# What the task requires:
Retype each record exactly.

═══ Information provided ═══

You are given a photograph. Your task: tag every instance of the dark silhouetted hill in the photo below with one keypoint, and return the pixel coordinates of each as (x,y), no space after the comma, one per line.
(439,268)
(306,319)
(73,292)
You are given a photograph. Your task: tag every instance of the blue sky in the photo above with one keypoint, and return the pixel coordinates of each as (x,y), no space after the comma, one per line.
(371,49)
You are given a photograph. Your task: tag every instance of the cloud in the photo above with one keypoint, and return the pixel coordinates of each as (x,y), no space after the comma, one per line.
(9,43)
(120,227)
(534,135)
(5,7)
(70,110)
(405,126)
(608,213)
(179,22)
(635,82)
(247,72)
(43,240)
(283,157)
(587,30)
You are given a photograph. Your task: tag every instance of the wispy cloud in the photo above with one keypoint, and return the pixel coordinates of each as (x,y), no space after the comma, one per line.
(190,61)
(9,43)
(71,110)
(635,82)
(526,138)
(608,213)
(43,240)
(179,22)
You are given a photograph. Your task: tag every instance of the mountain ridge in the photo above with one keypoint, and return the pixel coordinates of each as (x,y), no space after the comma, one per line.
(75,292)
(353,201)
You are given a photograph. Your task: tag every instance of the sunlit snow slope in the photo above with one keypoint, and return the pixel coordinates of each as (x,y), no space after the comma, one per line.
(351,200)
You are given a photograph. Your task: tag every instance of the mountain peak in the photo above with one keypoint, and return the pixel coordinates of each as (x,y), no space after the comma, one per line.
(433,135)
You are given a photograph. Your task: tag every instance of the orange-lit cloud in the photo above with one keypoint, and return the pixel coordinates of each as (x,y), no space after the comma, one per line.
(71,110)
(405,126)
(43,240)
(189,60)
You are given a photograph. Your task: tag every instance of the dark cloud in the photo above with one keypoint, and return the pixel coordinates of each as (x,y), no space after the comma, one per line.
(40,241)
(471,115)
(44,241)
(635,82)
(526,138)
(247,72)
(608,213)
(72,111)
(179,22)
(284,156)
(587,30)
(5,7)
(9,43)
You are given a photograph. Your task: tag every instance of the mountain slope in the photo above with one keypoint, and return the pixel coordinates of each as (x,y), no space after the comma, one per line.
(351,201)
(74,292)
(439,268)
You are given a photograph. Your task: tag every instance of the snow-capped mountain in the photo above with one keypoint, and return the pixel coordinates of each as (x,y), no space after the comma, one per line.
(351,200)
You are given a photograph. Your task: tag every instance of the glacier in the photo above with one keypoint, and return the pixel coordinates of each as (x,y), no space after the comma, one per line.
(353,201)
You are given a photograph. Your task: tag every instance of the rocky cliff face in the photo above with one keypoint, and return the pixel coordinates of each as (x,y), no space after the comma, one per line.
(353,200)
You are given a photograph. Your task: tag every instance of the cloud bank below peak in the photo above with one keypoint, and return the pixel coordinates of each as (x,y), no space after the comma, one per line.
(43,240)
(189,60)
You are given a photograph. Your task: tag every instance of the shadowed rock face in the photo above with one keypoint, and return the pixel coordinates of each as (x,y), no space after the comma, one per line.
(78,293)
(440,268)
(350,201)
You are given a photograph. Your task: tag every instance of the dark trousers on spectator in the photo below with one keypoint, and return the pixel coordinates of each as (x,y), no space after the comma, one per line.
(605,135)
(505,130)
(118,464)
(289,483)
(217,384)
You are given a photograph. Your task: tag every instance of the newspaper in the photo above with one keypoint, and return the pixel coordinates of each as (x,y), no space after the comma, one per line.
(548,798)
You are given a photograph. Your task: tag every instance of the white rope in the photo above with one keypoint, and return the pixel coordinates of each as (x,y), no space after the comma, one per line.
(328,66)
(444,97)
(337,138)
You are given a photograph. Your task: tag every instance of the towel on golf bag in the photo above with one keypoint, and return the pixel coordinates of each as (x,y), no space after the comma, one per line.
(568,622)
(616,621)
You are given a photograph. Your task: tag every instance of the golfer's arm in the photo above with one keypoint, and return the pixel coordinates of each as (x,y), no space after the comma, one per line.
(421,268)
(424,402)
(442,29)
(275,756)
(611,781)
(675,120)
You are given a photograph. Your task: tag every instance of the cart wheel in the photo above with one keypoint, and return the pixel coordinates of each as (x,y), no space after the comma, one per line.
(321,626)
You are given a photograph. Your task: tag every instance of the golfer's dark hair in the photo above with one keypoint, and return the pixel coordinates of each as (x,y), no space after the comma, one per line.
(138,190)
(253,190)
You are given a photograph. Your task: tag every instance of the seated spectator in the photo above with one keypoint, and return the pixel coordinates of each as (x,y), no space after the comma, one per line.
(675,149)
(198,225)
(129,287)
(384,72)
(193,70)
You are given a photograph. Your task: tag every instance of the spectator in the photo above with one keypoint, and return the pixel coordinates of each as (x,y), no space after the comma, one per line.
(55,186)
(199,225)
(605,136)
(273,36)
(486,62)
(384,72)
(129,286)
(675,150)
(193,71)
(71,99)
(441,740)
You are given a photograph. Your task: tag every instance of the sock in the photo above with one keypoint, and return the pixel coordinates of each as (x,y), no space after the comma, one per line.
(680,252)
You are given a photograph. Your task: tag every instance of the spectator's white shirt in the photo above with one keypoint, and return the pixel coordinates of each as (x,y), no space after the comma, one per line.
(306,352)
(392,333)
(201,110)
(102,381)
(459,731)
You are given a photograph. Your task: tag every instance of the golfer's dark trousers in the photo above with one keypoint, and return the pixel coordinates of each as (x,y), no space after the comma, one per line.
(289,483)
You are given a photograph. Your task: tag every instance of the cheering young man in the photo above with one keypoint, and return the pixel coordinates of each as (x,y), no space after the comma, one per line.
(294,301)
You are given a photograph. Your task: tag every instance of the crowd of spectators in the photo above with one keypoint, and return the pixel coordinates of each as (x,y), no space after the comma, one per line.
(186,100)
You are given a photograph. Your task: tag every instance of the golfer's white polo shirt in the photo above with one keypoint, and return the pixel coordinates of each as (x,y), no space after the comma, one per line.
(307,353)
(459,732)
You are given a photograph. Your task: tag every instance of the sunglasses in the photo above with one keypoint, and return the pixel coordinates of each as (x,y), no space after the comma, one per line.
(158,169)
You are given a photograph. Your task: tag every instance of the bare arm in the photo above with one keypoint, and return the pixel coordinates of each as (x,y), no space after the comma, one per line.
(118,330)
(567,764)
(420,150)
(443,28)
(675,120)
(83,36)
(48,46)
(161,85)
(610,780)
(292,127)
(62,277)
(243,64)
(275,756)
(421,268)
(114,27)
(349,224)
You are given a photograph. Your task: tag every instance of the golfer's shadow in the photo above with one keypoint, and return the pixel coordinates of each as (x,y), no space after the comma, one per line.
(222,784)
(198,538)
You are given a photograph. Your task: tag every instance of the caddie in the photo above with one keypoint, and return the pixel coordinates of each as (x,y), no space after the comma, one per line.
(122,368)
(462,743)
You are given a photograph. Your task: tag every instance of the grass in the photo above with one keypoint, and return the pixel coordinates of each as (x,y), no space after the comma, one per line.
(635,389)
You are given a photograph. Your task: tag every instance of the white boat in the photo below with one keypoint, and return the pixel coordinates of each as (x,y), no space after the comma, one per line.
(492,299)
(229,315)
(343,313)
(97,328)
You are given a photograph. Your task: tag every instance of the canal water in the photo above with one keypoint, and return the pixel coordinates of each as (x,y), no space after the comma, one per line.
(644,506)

═══

# Solution below:
You are given a photograph. Your task: tag every instance of the dark silhouetted hill in the photo below with one keypoint, and return the pixel coordinates of each as (x,y), no space after the comma, one per line.
(439,268)
(306,319)
(73,292)
You are given a photograph. Your task: tag every instance of the blue sky in the photo above with one keypoint, and return the pixel coordinates of each as (x,y), no space after the comma, one per line.
(371,49)
You are given a photograph. Your task: tag every instance of the cloud in the photo above with one keypoint, and return the pixel coordinates of each as (x,y), no space after the comma, one per line.
(9,43)
(120,227)
(534,135)
(5,7)
(70,110)
(405,126)
(608,213)
(179,22)
(635,82)
(247,72)
(43,240)
(283,157)
(587,30)
You are given a photograph. Your task: tag every instance of the wispy cloud in the photo above with one keypoint, and return the pixel coordinates of each as (x,y), no space after the comma, one per line.
(190,61)
(9,43)
(71,110)
(635,82)
(526,138)
(608,213)
(43,240)
(179,22)
You are given a photograph. Your task: tag every instance of the mountain ridge in the photo above with one keypoint, and return the pixel coordinates of each as (x,y), no space after the comma, one per line.
(75,292)
(353,201)
You are given a photograph. Your task: tag every instance of the sunlit snow slope in the photo above with one keypoint, and return the pixel coordinates of each as (x,y), no space after the comma, one per line.
(351,200)
You are given a photograph. Your task: tag every instance of the mountain peak in the photo above with one keypoint, and return the pixel coordinates of each as (x,y), no space after the comma, one per line.
(433,135)
You are given a photograph. Your task: tag every instance of the orange-lit cloud in the photo above with one keypoint, and return the pixel coordinates of each as (x,y), no space after the comma, one per line.
(71,110)
(405,126)
(43,240)
(189,60)
You are given a photograph. Your task: tag every instance of the dark cloud in the photo above with one keypoint, and return the pixel coordinates of each as (x,y), no space after the comma, one per line.
(40,241)
(471,115)
(44,241)
(635,82)
(526,138)
(247,72)
(608,213)
(72,111)
(179,22)
(284,156)
(587,30)
(5,7)
(9,43)
You are given a photograph. Your task: tag every instance of the mountain slope in the photo above with one keypoint, and return the pixel coordinates of each as (x,y), no space after the comma, one per line.
(351,201)
(74,292)
(439,268)
You are given a photograph. Your task: tag every instance of the snow-capped mountain in the photo above with one keypoint, and return the pixel coordinates of each as (x,y), no space after the comma, one per line.
(351,200)
You are given a photograph. Your task: tag every instance of the glacier in the photo above with one keypoint, and return the pixel coordinates of each as (x,y), no space after the comma, one per line.
(353,201)
You are given a photograph. Your task: tag every instance of the rocky cliff face in the photo above with one keypoint, and return the pixel coordinates of each as (x,y), no space after the comma, one per line.
(353,200)
You are given a photograph. Your task: tag every instance of the cloud bank below peak in the photo above with one keypoint, and return the pixel coordinates of each as (x,y), no space after the comma, one per line.
(43,240)
(189,60)
You are given a photograph. Your task: tag every instance of the shadowed rock face in the photo above with one keypoint, and return the pixel coordinates of each as (x,y), no space after the comma, one per line.
(78,293)
(440,268)
(350,201)
You are given a photograph. Your task: tag every instance of the dark trousers on spectator in the photo below with one keypoint, and return the pixel coordinates of each as (x,y), no space after the comma, one per line.
(605,135)
(505,130)
(118,464)
(289,483)
(217,384)
You are given a photograph. Your task: tag every instance of the newspaper in the photo above with one keypoint, and return the pixel coordinates of each as (x,y), no space after the comma, one per line.
(548,798)
You are given a photograph. Your task: tag every instance of the white rope in the photo above with one keypoint, and return the pixel coordinates of each as (x,y), no space after the comma, one per line.
(328,66)
(444,97)
(337,138)
You are given a photograph. Your task: tag every instance of the towel on golf bag in the photo above with one keypoint, and return the pixel coordinates of each as (x,y), no space after the comma, one per line.
(568,622)
(616,621)
You are given a photograph. Your task: tag every instance of the golfer's arm in the photo above with one keypoint, and return the pixel coordinates of each as (x,y), no space after the comma, one per line.
(421,268)
(424,402)
(442,29)
(275,756)
(611,781)
(675,120)
You are given a photograph. Your task: tag every instance of the cart wheel in the photo above with one keypoint, and return the pixel coordinates of each as (x,y), no space after the comma, one per line.
(321,626)
You are given a photograph. Your task: tag every instance of the golfer's dark hair in the photo above with one keypoint, and return the pixel coordinates of each as (x,y), no space after the comma, one per line.
(138,190)
(253,190)
You are given a photograph. Your task: tag every instance of the seated spectator in the photo above with one keypoint, and return the pixel coordinates of each as (x,y), no space after the comma, one per line.
(675,149)
(198,225)
(129,287)
(384,72)
(193,70)
You are given a photograph. Your task: tag every instance of the spectator in the photo above with one keypoint, and return the pixel coordinates of each as (x,y), no space after the comma, one per line.
(55,186)
(199,225)
(605,136)
(273,36)
(486,62)
(384,72)
(129,286)
(675,150)
(193,71)
(71,99)
(441,740)
You are given a photograph. Your task: tag every instance of the sock in the photo above with one keypoint, and return the pixel coordinates of each as (x,y), no space after the comma, one per line.
(680,252)
You are given a photograph. Your task: tag every instance of the spectator's white shirt in the photo above with one keypoint, and return the pixel coordinates of each as (x,y), no space after the comma, one per line.
(306,352)
(392,333)
(201,110)
(102,381)
(459,731)
You are given a photograph. Your task: tag every instance of the golfer's dark trousers in the photo above with one keypoint, and return the pixel coordinates of each as (x,y), no space after the comma, one per line.
(289,483)
You are given a photograph. Your task: tag every instance of the cheering young man in the photo above with one keypoint, and return the pixel coordinates of each as (x,y), no space after the comma, one per line.
(294,301)
You are given a photograph. Your task: tag every instance of the crowd of spectators in the photo above with one keypoint, and return the pixel coordinates of each as (x,y), no space after the comma, one per line.
(186,100)
You are given a photograph. Your task: tag every instance of the golfer's white polo shirt in the photo above with one keypoint, and return the pixel coordinates of each as (x,y), no space after the comma, one per line.
(307,353)
(459,732)
You are given a photograph. Your task: tag every instance of the sunglasses in the photo above with one keypoint, and return the pixel coordinates of each as (x,y), no space after the comma, one per line.
(158,169)
You are given a photograph. Your task: tag every instance of the bare arm in the photo above with one keypoint, and return the pixel coordinates of each as (x,y), no space after the comma, one per line.
(118,330)
(567,764)
(420,150)
(443,28)
(675,120)
(83,36)
(48,46)
(161,85)
(610,780)
(292,127)
(62,277)
(243,64)
(275,756)
(421,268)
(114,27)
(349,224)
You are given a photograph. Your task: tag every instance of the golfer's shadow in the photo above with one keypoint, and return the pixel coordinates of each as (x,y), no space after the comma, one per line.
(222,784)
(198,538)
You are given a photograph. Your task: tag every instance of the caddie in the photo above with one keypoint, and return the pixel coordinates of each as (x,y), no space after the comma, one per line.
(122,368)
(462,743)
You are given a photograph. Your task: tag every instance of the grass in the photo above with one keypoint, and return the pixel coordinates of each as (x,y), no space after the comma, one per line.
(635,389)
You are given a photograph. Your task: tag every instance of the white boat in the photo below with one keypoint, and return the pixel coordinates of each as (x,y), no space after the comma, one per line.
(492,299)
(229,315)
(343,313)
(97,328)
You are given a photograph. Your task: tag every instance of the canal water in the photo above with one keypoint, and return the pixel coordinates of each as (x,y), no space after the comma, one per line.
(644,506)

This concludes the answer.